» AUSGEWÄHLTER AUSZUG
Die Stadt Lohr macht, zumindest in ihrem Zuständigkeitsbereich, den Weg frei für die Nutzung von Sonnenenergie durch entsprechende Anlagen auf den Dächern der Altstadt. Der Stadtrat beschloss am Montagabend einstimmig, die bisherige Regelung zu kippen, wonach Solar- und Photovoltaikanlagen auf Lohrer Altstadtdächern weitgehend untersagt sind.
Die Entscheidung ist allerdings nicht gleichbedeutend mit der generellen Erlaubnis solcher Solaranlagen, denn auch weiterhin obliegt es dem Landesamt für Denkmalschutz im Einzelfall zu entscheiden, ob es im denkmalgeschützten Ensemble der Lohrer Altstadt PV-Anlagen auf einem Dach zulässt. Allerdings steht hier eine Gesetzesänderung bevor, die das Genehmigen solcher Anlagen zum Regelfall machen soll, gegebenenfalls jedoch mit Auflagen beispielsweise zum Aussehen der Anlagen.
ÖDP-Stadtrat Ruf hatte Änderung beantragt
Die Gesetzesinitiative wird voraussichtlich noch heuer greifen. Das hatte ÖDP-Stadtrat Torsten Ruf zum Anlass für einen Antrag genommen, wonach die Stadt Lohr ihre Satzung ändert, die PV-Anlagen in der Altstadt bislang weitgehend verhindert: In Paragraf 5, Absatz 3, der städtischen "Satzung über besondere Anforderungen an bauliche Anlagen und Werbeanlagen" ist geregelt, dass neben Dachfenstern auch Solar- und Photovoltaikanlagen auf den Dächern der Altstadt nur zulässig sind, wenn man sie von öffentlichen Verkehrsflächen aus nicht sehen kann.

» VORLIEGENDE EINTRÄGE
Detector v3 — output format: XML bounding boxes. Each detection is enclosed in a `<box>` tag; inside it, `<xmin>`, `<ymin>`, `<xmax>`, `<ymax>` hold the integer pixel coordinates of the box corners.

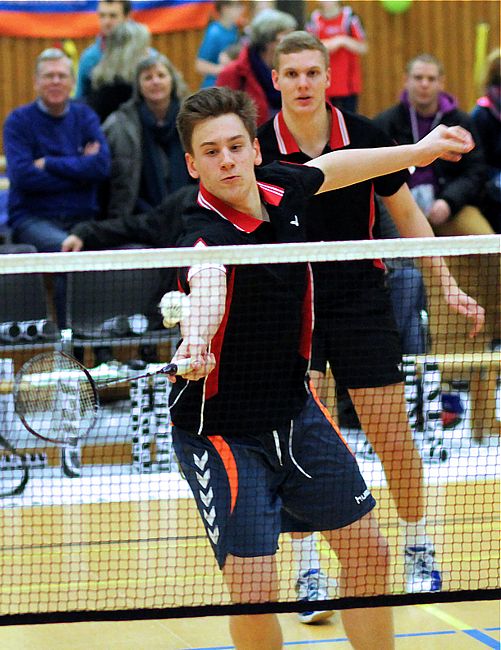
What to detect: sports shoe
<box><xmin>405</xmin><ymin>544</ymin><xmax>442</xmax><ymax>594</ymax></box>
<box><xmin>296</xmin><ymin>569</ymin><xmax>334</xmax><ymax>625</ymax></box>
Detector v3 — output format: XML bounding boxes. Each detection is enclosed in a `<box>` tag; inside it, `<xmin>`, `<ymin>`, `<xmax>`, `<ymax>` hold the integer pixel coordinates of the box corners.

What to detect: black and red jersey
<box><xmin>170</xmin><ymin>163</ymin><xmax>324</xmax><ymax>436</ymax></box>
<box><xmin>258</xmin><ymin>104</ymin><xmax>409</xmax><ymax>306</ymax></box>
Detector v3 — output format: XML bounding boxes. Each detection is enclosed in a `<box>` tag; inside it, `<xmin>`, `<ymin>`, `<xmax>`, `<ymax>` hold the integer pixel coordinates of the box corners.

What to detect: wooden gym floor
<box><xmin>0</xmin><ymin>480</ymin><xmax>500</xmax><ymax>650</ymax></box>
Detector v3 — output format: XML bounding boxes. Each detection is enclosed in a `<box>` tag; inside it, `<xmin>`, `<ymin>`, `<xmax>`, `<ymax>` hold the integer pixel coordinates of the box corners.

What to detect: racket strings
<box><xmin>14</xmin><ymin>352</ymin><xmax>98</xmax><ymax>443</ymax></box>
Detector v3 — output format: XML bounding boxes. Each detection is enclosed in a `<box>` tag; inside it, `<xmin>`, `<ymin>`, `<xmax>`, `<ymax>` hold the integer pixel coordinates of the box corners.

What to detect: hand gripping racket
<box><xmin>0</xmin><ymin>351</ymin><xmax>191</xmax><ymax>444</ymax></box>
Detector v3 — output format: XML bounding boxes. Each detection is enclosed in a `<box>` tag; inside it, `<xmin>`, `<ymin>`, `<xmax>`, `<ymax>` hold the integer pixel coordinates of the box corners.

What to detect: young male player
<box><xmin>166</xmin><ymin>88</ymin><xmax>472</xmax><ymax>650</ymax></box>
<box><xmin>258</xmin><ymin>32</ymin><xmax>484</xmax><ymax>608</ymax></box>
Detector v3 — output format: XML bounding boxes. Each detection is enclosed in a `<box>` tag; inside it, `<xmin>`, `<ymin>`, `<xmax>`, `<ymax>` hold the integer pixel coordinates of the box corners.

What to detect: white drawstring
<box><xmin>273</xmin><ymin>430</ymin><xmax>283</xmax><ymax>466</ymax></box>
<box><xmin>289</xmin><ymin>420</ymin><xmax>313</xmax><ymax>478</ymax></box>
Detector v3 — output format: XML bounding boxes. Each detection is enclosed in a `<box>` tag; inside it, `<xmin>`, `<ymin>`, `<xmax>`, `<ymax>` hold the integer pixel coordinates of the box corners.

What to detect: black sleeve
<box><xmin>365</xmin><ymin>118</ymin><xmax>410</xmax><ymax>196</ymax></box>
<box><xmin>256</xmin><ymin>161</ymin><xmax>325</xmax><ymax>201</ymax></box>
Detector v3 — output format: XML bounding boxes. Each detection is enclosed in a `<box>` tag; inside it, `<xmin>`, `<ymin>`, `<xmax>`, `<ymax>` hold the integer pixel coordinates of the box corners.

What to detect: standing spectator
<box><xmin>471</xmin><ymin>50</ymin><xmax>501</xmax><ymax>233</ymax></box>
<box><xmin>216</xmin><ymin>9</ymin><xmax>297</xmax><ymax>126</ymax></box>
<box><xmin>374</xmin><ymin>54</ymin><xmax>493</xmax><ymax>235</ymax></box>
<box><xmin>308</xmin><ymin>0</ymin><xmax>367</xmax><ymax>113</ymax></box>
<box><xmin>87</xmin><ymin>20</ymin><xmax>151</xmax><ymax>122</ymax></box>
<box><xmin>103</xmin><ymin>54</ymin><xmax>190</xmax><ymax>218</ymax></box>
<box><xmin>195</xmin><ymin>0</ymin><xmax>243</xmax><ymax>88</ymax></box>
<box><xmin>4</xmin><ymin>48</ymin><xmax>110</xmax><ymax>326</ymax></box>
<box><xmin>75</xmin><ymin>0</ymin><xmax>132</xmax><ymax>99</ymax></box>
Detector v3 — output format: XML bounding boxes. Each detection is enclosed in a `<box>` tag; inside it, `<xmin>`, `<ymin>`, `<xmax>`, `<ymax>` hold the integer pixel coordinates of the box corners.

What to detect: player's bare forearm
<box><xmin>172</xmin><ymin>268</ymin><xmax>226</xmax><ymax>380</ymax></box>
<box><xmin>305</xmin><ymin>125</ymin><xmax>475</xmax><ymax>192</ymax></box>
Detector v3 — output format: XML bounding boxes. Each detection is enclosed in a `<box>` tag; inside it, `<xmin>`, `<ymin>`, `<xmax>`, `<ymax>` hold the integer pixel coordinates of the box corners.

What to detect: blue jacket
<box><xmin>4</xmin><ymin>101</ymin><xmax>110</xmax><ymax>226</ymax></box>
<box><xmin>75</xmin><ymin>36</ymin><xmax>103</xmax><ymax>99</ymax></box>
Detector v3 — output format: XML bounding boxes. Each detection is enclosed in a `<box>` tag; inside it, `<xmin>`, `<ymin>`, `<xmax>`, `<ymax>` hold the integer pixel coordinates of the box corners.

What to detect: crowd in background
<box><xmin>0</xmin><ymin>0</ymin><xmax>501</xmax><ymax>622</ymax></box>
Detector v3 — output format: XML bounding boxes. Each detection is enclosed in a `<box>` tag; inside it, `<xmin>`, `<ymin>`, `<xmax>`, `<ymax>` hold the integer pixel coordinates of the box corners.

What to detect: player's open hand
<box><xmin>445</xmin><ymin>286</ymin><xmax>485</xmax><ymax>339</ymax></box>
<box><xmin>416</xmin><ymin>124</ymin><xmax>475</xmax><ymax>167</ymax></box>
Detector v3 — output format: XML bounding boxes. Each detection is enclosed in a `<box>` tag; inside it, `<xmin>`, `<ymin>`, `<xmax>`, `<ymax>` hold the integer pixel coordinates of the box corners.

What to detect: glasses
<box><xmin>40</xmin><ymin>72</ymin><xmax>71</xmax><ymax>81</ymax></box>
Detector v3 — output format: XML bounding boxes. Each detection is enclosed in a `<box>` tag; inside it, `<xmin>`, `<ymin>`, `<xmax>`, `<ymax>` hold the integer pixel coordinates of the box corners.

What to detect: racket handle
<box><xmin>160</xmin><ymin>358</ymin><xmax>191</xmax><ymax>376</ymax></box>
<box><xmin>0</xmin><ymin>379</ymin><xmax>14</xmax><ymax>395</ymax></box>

» ARBEITSAUFTRAG 1
Erklären Sie anhand des Textes über Solaranlagen auf Lohrer Altstadtdächern, warum der Beschluss des Stadtrats keine generelle Erlaubnis solcher Anlagen bedeutet.
» ARBEITSAUFTRAG 2
Aktualisieren Sie im Text über Solaranlagen auf Lohrer Altstadtdächern die Stelle von „ÖDP-Stadtrat Ruf hatte“ bis „nicht sehen kann.“, indem Sie „heuer“ durch „in diesem Jahr“ ersetzen.

» ANTWORT 1
Der Beschluss ist keine generelle Erlaubnis, weil weiterhin das Landesamt für Denkmalschutz im Einzelfall entscheidet, ob es im denkmalgeschützten Ensemble der Lohrer Altstadt PV-Anlagen auf einem Dach zulässt.

» ANTWORT 2
ÖDP-Stadtrat Ruf hatte Änderung beantragt
Die Gesetzesinitiative wird voraussichtlich noch in diesem Jahr greifen. Das hatte ÖDP-Stadtrat Torsten Ruf zum Anlass für einen Antrag genommen, wonach die Stadt Lohr ihre Satzung ändert, die PV-Anlagen in der Altstadt bislang weitgehend verhindert: In Paragraf 5, Absatz 3, der städtischen "Satzung über besondere Anforderungen an bauliche Anlagen und Werbeanlagen" ist geregelt, dass neben Dachfenstern auch Solar- und Photovoltaikanlagen auf den Dächern der Altstadt nur zulässig sind, wenn man sie von öffentlichen Verkehrsflächen aus nicht sehen kann.